What the task asks:
Transcribe each record exactly. Omit the pictures.

Stored data:
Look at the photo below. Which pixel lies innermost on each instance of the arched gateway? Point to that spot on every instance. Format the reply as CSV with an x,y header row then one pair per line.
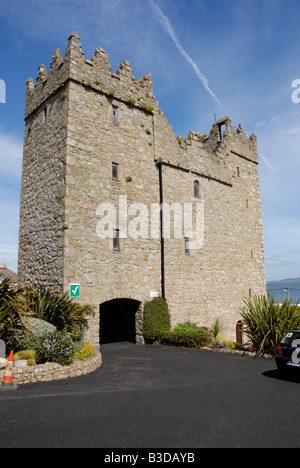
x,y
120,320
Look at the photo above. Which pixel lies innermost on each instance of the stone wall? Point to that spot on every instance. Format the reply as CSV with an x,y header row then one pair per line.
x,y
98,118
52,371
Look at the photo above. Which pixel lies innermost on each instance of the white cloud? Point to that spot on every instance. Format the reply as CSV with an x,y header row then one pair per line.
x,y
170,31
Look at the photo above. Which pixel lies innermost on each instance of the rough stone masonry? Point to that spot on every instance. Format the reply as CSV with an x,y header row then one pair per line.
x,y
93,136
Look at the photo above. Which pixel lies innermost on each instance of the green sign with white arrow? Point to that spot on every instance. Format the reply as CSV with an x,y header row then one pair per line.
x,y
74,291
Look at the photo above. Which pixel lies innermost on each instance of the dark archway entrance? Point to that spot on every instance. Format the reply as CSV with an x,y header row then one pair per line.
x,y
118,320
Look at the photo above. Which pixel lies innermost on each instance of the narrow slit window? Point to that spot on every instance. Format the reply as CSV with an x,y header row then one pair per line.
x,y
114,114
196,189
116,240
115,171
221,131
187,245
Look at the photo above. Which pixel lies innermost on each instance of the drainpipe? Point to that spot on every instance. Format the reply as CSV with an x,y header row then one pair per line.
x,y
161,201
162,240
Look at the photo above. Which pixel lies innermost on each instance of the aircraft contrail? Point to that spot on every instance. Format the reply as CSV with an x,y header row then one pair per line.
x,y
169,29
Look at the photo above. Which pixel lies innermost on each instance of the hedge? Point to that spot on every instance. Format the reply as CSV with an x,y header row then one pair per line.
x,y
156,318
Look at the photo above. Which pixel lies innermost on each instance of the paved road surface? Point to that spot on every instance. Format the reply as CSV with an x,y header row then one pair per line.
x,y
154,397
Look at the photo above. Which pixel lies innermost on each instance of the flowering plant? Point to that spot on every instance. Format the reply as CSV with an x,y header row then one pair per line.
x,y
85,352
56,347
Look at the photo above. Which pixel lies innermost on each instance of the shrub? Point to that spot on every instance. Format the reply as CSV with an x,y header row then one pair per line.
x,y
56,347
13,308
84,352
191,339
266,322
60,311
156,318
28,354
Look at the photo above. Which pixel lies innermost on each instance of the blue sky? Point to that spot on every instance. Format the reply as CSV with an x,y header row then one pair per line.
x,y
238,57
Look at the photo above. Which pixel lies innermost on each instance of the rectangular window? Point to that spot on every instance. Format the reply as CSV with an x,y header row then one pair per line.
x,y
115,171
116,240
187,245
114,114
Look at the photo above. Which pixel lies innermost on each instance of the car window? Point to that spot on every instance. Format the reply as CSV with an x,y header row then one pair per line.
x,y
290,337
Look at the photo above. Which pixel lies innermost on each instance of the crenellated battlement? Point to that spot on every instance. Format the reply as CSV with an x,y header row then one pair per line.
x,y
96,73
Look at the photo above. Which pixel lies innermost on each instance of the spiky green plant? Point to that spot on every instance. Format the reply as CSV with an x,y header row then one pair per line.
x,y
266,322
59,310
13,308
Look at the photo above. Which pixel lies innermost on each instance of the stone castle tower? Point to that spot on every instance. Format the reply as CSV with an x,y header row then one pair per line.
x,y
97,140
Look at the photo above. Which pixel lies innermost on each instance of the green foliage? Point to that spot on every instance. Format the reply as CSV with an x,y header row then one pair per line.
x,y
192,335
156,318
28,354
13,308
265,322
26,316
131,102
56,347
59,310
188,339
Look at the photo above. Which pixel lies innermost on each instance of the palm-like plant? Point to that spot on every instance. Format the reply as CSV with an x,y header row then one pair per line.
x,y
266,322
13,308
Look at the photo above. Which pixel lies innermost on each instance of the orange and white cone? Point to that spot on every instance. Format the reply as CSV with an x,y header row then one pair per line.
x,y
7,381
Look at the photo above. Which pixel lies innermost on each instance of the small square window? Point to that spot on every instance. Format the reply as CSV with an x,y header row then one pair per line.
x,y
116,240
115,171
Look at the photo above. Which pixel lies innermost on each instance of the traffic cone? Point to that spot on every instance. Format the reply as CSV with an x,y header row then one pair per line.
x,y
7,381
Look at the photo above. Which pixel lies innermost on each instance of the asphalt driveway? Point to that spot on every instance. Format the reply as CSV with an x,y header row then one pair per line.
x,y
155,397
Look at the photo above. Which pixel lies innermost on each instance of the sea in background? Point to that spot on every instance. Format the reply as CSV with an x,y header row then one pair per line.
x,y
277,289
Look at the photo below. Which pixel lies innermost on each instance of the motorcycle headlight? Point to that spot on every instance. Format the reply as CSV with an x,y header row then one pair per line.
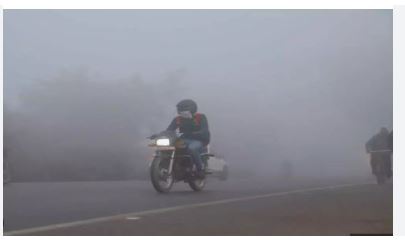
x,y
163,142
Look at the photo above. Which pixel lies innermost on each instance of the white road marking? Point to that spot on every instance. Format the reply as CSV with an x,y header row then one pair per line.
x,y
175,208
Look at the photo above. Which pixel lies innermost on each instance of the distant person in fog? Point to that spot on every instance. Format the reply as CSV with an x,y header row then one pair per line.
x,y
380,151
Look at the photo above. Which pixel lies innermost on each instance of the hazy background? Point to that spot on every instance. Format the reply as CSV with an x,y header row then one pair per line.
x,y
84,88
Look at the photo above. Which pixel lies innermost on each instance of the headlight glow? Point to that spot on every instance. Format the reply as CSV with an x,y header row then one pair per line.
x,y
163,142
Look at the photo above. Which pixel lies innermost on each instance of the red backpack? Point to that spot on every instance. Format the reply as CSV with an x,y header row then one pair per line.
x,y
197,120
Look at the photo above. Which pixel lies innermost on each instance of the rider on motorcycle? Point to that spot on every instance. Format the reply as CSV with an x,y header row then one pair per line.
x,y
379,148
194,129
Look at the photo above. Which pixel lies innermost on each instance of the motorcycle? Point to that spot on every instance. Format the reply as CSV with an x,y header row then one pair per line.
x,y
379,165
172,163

Result of this exercise:
Look at the photo below. Which pixel lies innermost on each instance of the arched gateway? Point to that spot on every instance. Format the reply as CSV with an x,y header row then one pair per line.
x,y
120,320
Look at the photo above. Which pixel lies innermost on each instance of the stone wall? Point to that spot on every instance. Format the reply as CSV with an x,y header row then one pair per line.
x,y
98,118
52,371
Look at the photo above. Which pixel lies innermost on each instance of the white cloud? Point to that spot on every instance. Format the reply as CSV with an x,y header row then one pair per line.
x,y
170,31
Look at the photo above. Which pixel lies innermost on each instance of the rough stone masonry? Point to that spot on every instance. Format the reply as CSV with an x,y header row then one pair per line.
x,y
93,136
Look at the photo above. Which pixel lies innermost on each instance of the green sign with white arrow? Point to that spot on every instance. Format the reply as CSV with an x,y header row then one pair per line.
x,y
74,291
Look at the photo above. Which pixel lies innermost on each instance of the dark archway entrance? Point to that spot on every instance. Format the reply as CSV with an x,y header row then one pair per line.
x,y
118,320
Look at the photo above. Which pixel lies innermost on each instance of the narrow slit window? Point to that spot on every instance. Format the reply as CSV with an x,y header row then one pair per line.
x,y
114,114
196,189
116,240
115,171
221,131
187,245
Look at the photo above. Which pixel lies innermost on each instance of the drainpipe? Point to that spot on every instance. Format the reply as CSV with an x,y header row then one pair per line.
x,y
161,201
162,240
Look at the photo above. Which pixel lies innermost on each instance of the aircraft contrail? Point to that spot on every instance. Format the reply as CSV with an x,y header row then one pair per line.
x,y
169,29
Look at the photo above. Which pixel lies innermost on each instance of the hedge? Point to that spot on every instance. Format the reply as CSV with an x,y header row then one pair per line.
x,y
156,318
Look at the photo above. Which pixel lies innermost on each instance of the paved road surface? Point to that spot on every instance. Format the reply as CSV with an x,y header row then one pair per line.
x,y
154,397
Look at the photo above. Which pixel lies innermost on each instance of the flowering plant? Point to that spot on every instance. Format the reply as CSV with an x,y header row then one pair per line.
x,y
85,352
56,347
Look at the photo above. Which pixel lies innermost on each instance of the shrub? Point to that spot on every instance. Format the reply as CSV with an x,y header row then one pair per line.
x,y
56,347
13,308
84,352
191,339
266,322
60,311
156,318
28,354
Look at the photo above. Which pixel lies innermost on each instance of the blue sky? Point to that spot on every instance. Format the reply as CSV with an x,y header row then one pair per line.
x,y
238,57
Look at the photo above. Which pixel lies innermost on each instance of the rectangular window? Point to that spot on every instance. Format the reply as CSV with an x,y header row then one pair per line.
x,y
115,171
116,240
187,245
114,114
Look at the photo above. Which pixel lies innermost on each instance of the car window? Point to that spot on every instance. Format the reply as CSV with an x,y header row then one pair per line.
x,y
290,337
Look at the photo above. Which pixel lies innermost on each instance of the crenellated battlement? Point to that spot on every instance. Format the reply as CSV with an x,y header row then one pair per line.
x,y
96,73
Look at the photo above. Which pixel lies innermost on each instance of the spiky green plant? Point to that spot on every instance. Format the reply as CSV with an x,y header row then one pair per line.
x,y
266,322
59,310
13,308
Look at the photo above. Which pixel lies innermost on each instance of the stone castle tower? Point to that spot on every instance. Format the reply as CSV with an x,y header row then one pair per line.
x,y
97,140
Look at the photo above. Which pixel lies innermost on each instance of the green foliage? Point to that spot on every instance. Format the reply as CSV with an x,y header row then one pair per line.
x,y
192,335
156,318
28,354
13,308
265,322
26,316
131,102
56,347
59,310
188,339
Look at the photo above. Which pixel lies innermost on each instance of the palm-like plant? Point to that spot on every instance. Format the reply as CSV with an x,y header row then one pair per line.
x,y
266,322
13,308
Look at the photo above. Which pixel lies innermost on each instance of the orange and white cone? Point to that spot on every instance. Format the reply as CSV with an x,y header row then one pair per line.
x,y
7,381
Look at the photo above. Which pixel lies innermost on each instance of the small square window? Point to that spot on every instance. Format the reply as CSV with an x,y header row then one pair per line.
x,y
116,240
115,171
Look at the photo above. Which pixel lies innermost on each instance of the traffic cone? Point to that spot on every instance. Format the reply as CSV with an x,y header row then one pair per line.
x,y
7,381
Look at the photo above. Which pixel lies innermost on each instance of the asphalt driveway? Point to that spot on every instance. Format the reply as CSV with an x,y header row then one pair per line.
x,y
155,397
Look at the photo above. Which pixel lies innermost on each instance of the sea in background? Point to that spot on every instance. Format the reply as CSV with an x,y header row then one pair per line.
x,y
277,289
Look at the photo below. Which pixel lies innermost on each instance of the motorcycle headlight? Point to that spot on every instance. Format the reply as CSV with an x,y header row then one pair per line.
x,y
163,142
Look at the photo above. Which pixel lies innermost on each instance of the white road marking? Point to that spot on every instance. Format the reply as CSV with an x,y header row then one pair per line.
x,y
175,208
Look at the photo above. Which pixel lies innermost on each instance of the distant person in fog? Point to that spot on every instance. Format the reply as CSV with an x,y header row then one pair per line.
x,y
380,151
Look at the photo above. Which pixel lies innermost on each instance of the hazy background? Point to that spot on every instance. Format the reply as CSV with an x,y header row then one pair per line.
x,y
84,88
Look at the photo above. Which pixel lies innermost on each instance of the headlight glow? Point to that spot on every instance. Format the reply as CSV with an x,y header row then one pair per line.
x,y
163,142
Look at the photo above. Which pixel lies innermost on each instance of the red backpack? Point to that spot on every instance. Format the reply as CSV with an x,y header row then one pair per line.
x,y
197,120
Look at the photo above. Which pixel lies innermost on each instance of the rider on motorcycle? Point to that spot on every instance. Format the reply as CSV with an x,y header row then one pair per line.
x,y
379,148
194,129
Look at the photo above. Which pixel lies innermost on each instance of the motorcycle? Point to that spot on every instance. Format the reply as CSV with an x,y header row then one pair per line.
x,y
379,165
172,163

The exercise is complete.